Please return each record below exactly, with nothing left out.

┌────────

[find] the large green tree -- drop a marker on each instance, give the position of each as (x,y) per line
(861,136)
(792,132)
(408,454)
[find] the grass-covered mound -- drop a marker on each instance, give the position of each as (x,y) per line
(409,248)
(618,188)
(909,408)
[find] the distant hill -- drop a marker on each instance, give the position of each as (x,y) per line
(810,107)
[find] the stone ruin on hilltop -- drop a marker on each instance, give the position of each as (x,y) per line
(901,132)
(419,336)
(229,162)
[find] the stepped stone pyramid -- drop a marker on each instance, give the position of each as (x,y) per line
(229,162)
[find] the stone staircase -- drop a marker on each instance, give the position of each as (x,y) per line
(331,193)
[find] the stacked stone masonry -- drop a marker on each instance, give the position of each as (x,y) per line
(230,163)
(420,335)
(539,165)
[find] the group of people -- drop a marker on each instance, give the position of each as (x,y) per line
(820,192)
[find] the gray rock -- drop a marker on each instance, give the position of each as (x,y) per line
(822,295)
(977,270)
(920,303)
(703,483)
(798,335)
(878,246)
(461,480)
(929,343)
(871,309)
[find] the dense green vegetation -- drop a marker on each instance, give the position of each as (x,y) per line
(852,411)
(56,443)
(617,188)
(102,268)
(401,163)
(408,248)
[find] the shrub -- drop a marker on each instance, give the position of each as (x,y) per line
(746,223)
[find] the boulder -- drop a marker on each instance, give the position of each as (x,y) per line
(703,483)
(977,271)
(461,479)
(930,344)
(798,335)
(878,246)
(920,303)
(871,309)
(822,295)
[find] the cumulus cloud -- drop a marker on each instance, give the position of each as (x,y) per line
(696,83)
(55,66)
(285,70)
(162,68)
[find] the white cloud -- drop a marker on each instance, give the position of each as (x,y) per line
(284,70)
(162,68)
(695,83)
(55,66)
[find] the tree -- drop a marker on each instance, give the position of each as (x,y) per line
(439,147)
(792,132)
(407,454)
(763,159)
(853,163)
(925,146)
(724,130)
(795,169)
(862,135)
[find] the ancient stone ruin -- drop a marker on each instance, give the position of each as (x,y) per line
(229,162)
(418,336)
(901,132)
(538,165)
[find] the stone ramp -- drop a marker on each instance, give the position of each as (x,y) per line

└────────

_SOLUTION FOR THIS TASK_:
[find] the large green tree -- drop a marker on each instance, give the position of each as (x,y) per line
(861,136)
(792,132)
(408,454)
[find] the grass-covered mound -- drop a marker on each instance, give the position of each as (x,y) per line
(409,248)
(618,188)
(909,408)
[find] the distant hill -- drop a marker on each instance, give the position of each as (x,y) per line
(810,107)
[find] the stone ruin on hilltop -- drop a marker on each instance, give the position of each as (x,y) per line
(901,132)
(419,336)
(229,162)
[find] the stepped stone pyramid -- drop a marker on each instance, give the position of each as (x,y) per line
(229,162)
[find] the stone staircase -- drop a marker on each instance, give the position of each as (x,y) per line
(331,193)
[find] the stacked stone masonry -- drop a marker on each instance, give the position of each as (x,y) per line
(230,163)
(420,335)
(539,165)
[find] the group of people -- drop a marker on each instance, give the position of each as (x,y) per line
(820,192)
[find] the gray rock -- drop a marker on each instance, give the position of each as (x,y) per line
(822,295)
(977,270)
(920,303)
(703,483)
(798,335)
(878,246)
(461,480)
(929,343)
(871,309)
[find] the dense green vegetation -- drop a marker on each instance, give the position of each as (x,y) per line
(852,411)
(56,443)
(617,188)
(102,268)
(401,163)
(408,248)
[find] the shrub -- drop a marker on each instance, give the position of each as (x,y) per line
(746,223)
[find] the boulder -- drop a marker on each instance, give the position of each as (x,y) per line
(703,483)
(977,271)
(461,479)
(930,344)
(798,335)
(878,246)
(920,303)
(871,309)
(822,295)
[find] the cumulus cloud -- drop a marker on each instance, give the position of each as (x,y) per line
(696,83)
(55,66)
(285,70)
(162,68)
[find] the white cloud -- drop a marker on each instance, give the position of each as (x,y) per line
(284,70)
(162,68)
(695,83)
(55,66)
[find] the tree -- drop a marker on each instance, give the position of each as (x,y) per line
(439,147)
(792,132)
(407,454)
(763,159)
(853,163)
(925,146)
(724,130)
(795,169)
(862,135)
[find] the ancient stone ruin -- drop a marker on each instance, give the position of each as (x,y) per line
(229,162)
(418,336)
(901,132)
(538,165)
[find] the stone ramp -- drop a marker on each instance, give the position of each as (x,y) per line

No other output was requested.